### SOURCE MATERIAL ###
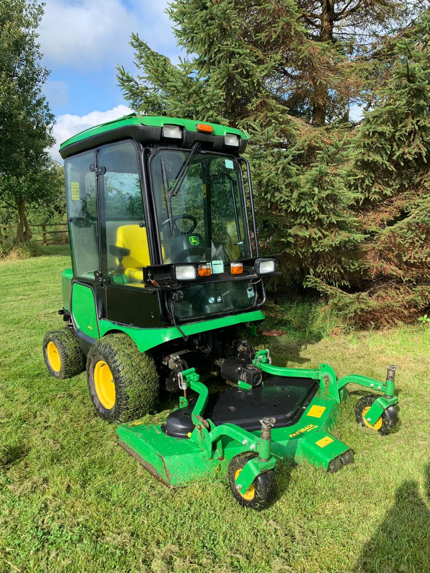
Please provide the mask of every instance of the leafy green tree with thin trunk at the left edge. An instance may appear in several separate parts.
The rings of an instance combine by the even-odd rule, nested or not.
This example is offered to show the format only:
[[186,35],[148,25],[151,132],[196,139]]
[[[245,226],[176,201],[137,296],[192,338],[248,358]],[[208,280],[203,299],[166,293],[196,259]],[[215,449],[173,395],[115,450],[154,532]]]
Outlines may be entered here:
[[60,183],[47,151],[54,116],[42,93],[49,74],[37,43],[42,14],[36,0],[0,0],[0,216],[18,218],[19,241],[31,238],[26,203],[49,210]]

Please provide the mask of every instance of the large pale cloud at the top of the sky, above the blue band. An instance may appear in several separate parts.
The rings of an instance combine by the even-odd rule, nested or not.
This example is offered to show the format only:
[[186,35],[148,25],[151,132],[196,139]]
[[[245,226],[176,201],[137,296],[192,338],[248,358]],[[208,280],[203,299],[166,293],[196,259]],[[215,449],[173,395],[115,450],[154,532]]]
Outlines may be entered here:
[[83,72],[103,65],[127,65],[128,45],[138,32],[151,48],[176,54],[175,38],[163,10],[167,0],[49,0],[39,28],[40,43],[48,63]]

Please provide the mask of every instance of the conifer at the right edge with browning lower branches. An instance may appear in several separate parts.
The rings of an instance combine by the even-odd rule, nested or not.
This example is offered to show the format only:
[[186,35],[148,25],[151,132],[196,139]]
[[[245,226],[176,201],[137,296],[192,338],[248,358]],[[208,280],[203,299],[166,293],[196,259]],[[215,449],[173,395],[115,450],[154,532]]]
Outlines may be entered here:
[[368,235],[360,272],[349,293],[325,288],[363,324],[408,320],[430,304],[430,15],[386,49],[394,55],[388,80],[351,139],[344,171]]

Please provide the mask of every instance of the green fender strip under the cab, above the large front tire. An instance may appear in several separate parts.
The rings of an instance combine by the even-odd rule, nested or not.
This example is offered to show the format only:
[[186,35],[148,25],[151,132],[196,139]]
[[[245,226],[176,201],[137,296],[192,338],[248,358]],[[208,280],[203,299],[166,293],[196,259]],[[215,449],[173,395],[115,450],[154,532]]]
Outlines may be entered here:
[[[147,295],[144,295],[147,296]],[[73,313],[74,316],[74,313]],[[252,323],[255,320],[264,320],[264,314],[261,311],[243,312],[239,315],[222,316],[217,319],[201,320],[199,322],[181,324],[181,329],[186,335],[197,334],[198,332],[205,332],[214,330],[216,328],[223,328],[232,326],[234,324]],[[138,328],[131,326],[124,326],[116,324],[110,320],[101,319],[99,321],[100,336],[104,336],[110,331],[122,331],[128,334],[134,340],[140,352],[145,352],[154,348],[163,342],[169,342],[175,338],[181,338],[182,335],[176,327],[167,328]]]

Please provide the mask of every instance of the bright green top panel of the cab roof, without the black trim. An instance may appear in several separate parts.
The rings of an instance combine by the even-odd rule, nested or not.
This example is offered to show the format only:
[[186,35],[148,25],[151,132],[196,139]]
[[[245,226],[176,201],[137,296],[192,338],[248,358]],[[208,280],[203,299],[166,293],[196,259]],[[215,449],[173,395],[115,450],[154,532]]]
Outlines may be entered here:
[[[71,143],[79,142],[83,139],[90,138],[93,135],[102,134],[104,132],[110,131],[111,129],[116,129],[118,127],[123,127],[125,125],[152,125],[154,127],[163,127],[163,125],[182,125],[187,131],[197,132],[197,121],[192,119],[180,119],[178,117],[161,117],[156,115],[141,115],[140,113],[130,113],[124,117],[120,117],[114,121],[107,121],[106,123],[101,123],[95,125],[89,129],[81,131],[79,134],[74,135],[72,138],[67,139],[60,146],[60,151],[70,145]],[[233,127],[226,127],[225,125],[219,125],[217,123],[209,123],[208,121],[200,122],[208,125],[212,125],[213,132],[212,135],[226,135],[226,134],[236,134],[242,139],[249,139],[249,135],[240,129]]]

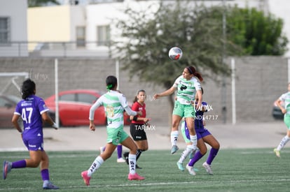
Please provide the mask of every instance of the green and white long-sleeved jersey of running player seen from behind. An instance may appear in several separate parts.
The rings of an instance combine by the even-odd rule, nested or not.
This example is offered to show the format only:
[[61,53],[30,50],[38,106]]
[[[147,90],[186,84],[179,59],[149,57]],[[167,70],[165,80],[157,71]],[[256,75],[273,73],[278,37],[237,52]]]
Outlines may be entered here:
[[94,119],[95,110],[99,106],[104,106],[107,119],[107,128],[120,128],[124,125],[124,110],[129,115],[137,115],[137,112],[130,110],[127,105],[127,99],[118,91],[108,91],[97,99],[96,103],[90,108],[90,120]]

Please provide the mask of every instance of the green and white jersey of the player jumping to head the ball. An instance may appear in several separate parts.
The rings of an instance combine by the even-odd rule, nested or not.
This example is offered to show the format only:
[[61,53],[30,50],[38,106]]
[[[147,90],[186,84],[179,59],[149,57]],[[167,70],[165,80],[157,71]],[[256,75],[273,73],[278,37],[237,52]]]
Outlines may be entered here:
[[191,80],[186,80],[183,75],[175,80],[173,87],[177,87],[177,101],[184,105],[191,105],[191,101],[195,100],[196,90],[201,89],[197,78],[192,77]]

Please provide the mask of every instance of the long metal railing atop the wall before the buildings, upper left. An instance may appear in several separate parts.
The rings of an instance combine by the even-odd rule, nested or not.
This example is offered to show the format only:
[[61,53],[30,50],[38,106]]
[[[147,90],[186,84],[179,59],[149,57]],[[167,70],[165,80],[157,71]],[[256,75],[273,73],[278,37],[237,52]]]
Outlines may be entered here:
[[0,43],[0,57],[110,57],[108,42]]

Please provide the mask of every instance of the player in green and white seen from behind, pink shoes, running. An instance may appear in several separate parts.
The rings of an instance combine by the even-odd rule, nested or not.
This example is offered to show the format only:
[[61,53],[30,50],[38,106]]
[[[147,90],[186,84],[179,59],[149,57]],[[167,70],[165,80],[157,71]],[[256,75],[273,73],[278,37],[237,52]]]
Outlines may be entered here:
[[90,178],[92,174],[99,169],[99,167],[106,161],[106,159],[111,157],[111,154],[115,151],[117,145],[120,143],[130,149],[129,154],[129,180],[143,180],[144,177],[141,177],[137,174],[136,170],[136,153],[137,145],[134,143],[132,138],[129,137],[127,133],[123,130],[124,120],[123,112],[124,110],[128,115],[142,115],[142,112],[135,112],[130,109],[127,105],[127,99],[123,94],[120,94],[117,91],[118,83],[115,76],[106,77],[106,89],[109,91],[97,99],[96,103],[90,108],[90,130],[95,131],[94,124],[94,114],[95,110],[99,106],[104,106],[107,118],[106,126],[106,149],[104,153],[100,154],[95,158],[95,161],[92,162],[92,165],[88,170],[81,172],[81,177],[83,181],[88,186],[90,185]]

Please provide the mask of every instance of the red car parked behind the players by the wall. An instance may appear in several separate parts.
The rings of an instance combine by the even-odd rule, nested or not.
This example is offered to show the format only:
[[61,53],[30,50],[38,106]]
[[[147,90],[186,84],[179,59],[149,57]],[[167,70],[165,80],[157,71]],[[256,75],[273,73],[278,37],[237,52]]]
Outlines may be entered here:
[[[92,89],[75,89],[61,91],[59,93],[59,118],[61,126],[84,126],[89,125],[88,119],[90,107],[97,99],[102,96],[102,92]],[[44,101],[50,109],[50,116],[55,119],[55,95],[46,98]],[[95,110],[95,125],[106,125],[106,115],[104,107]],[[130,124],[130,119],[124,113],[125,125]]]

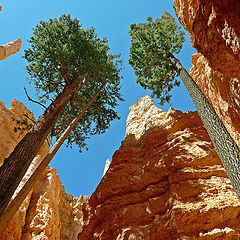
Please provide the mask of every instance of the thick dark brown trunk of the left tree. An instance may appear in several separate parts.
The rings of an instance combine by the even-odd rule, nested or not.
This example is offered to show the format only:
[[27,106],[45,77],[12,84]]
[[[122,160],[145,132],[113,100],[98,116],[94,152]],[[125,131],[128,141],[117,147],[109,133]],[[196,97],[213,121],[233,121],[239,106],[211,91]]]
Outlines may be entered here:
[[0,167],[0,216],[11,200],[33,158],[54,127],[59,115],[78,89],[81,78],[67,87],[56,97],[39,117],[32,129],[18,143],[13,152]]

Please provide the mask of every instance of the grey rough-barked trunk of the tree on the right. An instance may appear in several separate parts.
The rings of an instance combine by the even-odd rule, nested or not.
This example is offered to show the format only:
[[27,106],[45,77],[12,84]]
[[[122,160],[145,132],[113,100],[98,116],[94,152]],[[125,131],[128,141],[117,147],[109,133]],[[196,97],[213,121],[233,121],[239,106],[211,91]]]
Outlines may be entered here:
[[240,149],[180,61],[171,53],[170,60],[179,72],[240,200]]

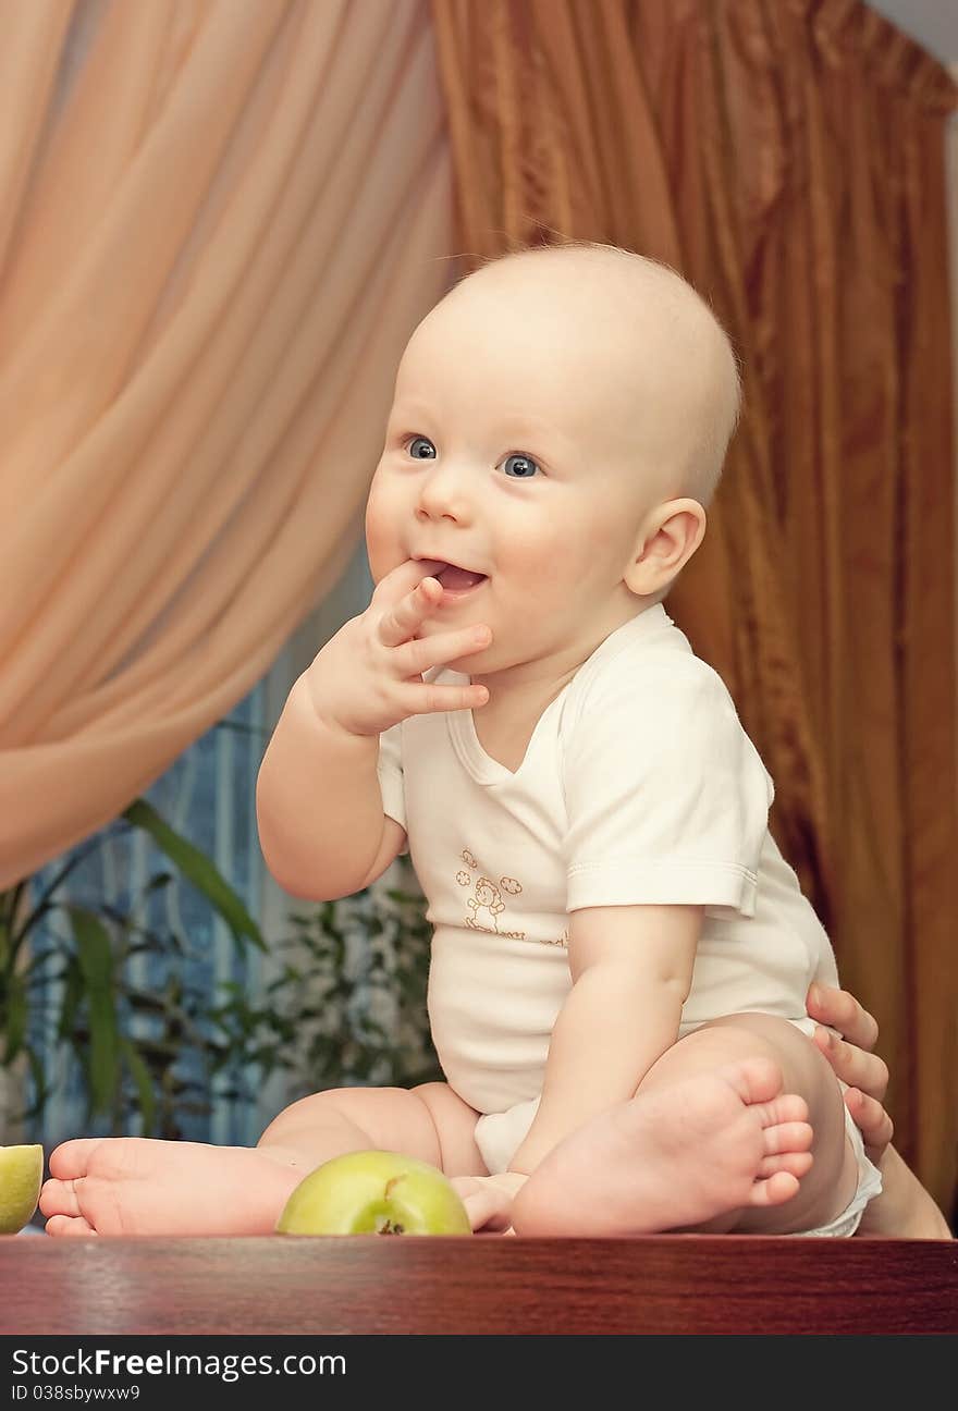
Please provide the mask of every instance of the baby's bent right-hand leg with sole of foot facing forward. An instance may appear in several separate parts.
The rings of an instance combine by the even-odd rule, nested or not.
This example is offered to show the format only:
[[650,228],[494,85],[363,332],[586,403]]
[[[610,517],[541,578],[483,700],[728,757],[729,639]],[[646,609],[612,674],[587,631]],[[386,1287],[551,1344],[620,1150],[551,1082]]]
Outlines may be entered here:
[[828,1064],[793,1024],[744,1015],[704,1026],[629,1102],[549,1153],[512,1223],[519,1235],[814,1229],[858,1181],[842,1106]]

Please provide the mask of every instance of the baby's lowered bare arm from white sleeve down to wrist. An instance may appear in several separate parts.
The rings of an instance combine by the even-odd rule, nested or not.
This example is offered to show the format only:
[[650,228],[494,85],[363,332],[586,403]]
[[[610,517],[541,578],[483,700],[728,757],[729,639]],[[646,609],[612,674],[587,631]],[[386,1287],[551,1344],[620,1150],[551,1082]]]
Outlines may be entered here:
[[542,1101],[511,1171],[530,1174],[563,1137],[635,1096],[679,1037],[701,906],[593,906],[570,914],[573,988],[552,1031]]

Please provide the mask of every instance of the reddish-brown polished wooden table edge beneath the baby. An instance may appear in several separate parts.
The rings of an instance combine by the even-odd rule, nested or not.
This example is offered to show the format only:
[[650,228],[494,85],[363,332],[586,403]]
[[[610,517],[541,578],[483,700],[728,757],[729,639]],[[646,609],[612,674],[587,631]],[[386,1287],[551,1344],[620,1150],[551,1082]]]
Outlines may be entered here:
[[0,1333],[955,1333],[958,1242],[0,1237]]

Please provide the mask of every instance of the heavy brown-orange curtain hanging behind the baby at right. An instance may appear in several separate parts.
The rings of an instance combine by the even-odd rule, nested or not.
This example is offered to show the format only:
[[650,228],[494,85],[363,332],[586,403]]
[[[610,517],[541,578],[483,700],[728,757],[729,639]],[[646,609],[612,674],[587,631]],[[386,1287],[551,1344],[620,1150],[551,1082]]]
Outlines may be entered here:
[[876,1015],[896,1144],[952,1208],[955,652],[944,124],[858,0],[432,0],[471,257],[665,260],[744,361],[669,600],[777,787],[773,827]]

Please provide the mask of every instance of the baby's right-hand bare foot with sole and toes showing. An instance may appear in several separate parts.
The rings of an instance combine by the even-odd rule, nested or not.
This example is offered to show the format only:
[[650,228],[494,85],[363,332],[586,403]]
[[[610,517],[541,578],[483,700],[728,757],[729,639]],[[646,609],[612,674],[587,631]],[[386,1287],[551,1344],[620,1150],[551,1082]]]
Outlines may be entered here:
[[811,1168],[803,1098],[768,1058],[638,1094],[566,1137],[515,1197],[518,1235],[650,1235],[782,1205]]

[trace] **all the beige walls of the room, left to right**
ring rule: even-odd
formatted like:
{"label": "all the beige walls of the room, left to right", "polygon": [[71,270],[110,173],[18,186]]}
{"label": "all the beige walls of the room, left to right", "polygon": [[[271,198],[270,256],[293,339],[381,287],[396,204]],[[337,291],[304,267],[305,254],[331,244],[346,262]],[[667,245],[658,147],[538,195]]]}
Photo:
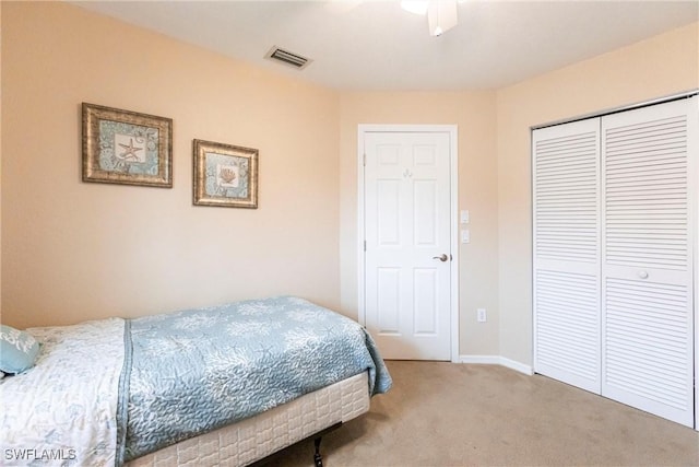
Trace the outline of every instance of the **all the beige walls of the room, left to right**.
{"label": "all the beige walls of the room, left to right", "polygon": [[[530,364],[530,127],[699,87],[698,24],[498,91],[343,93],[64,3],[2,13],[0,306],[19,327],[277,293],[356,317],[357,125],[449,124],[472,219],[460,353]],[[173,118],[174,188],[82,183],[81,102]],[[191,205],[193,138],[260,150],[260,209]]]}

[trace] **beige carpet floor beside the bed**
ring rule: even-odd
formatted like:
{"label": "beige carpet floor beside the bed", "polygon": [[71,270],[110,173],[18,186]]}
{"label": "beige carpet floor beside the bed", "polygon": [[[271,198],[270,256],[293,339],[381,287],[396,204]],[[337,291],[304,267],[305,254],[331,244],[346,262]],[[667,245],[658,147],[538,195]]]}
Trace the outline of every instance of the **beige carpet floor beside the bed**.
{"label": "beige carpet floor beside the bed", "polygon": [[[699,466],[699,432],[501,366],[389,361],[393,388],[325,435],[325,467]],[[274,466],[312,466],[312,441]]]}

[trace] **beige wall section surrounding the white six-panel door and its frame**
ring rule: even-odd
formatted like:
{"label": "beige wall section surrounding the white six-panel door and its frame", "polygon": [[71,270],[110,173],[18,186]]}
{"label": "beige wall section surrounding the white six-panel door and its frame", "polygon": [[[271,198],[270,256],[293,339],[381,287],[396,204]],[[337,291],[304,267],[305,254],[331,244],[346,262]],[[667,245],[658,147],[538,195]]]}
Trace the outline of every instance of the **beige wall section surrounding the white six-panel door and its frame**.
###
### TASK DIRECTIONS
Count the lines above that contain the word "long". Write only the number.

### SOLUTION FOR THIS TASK
2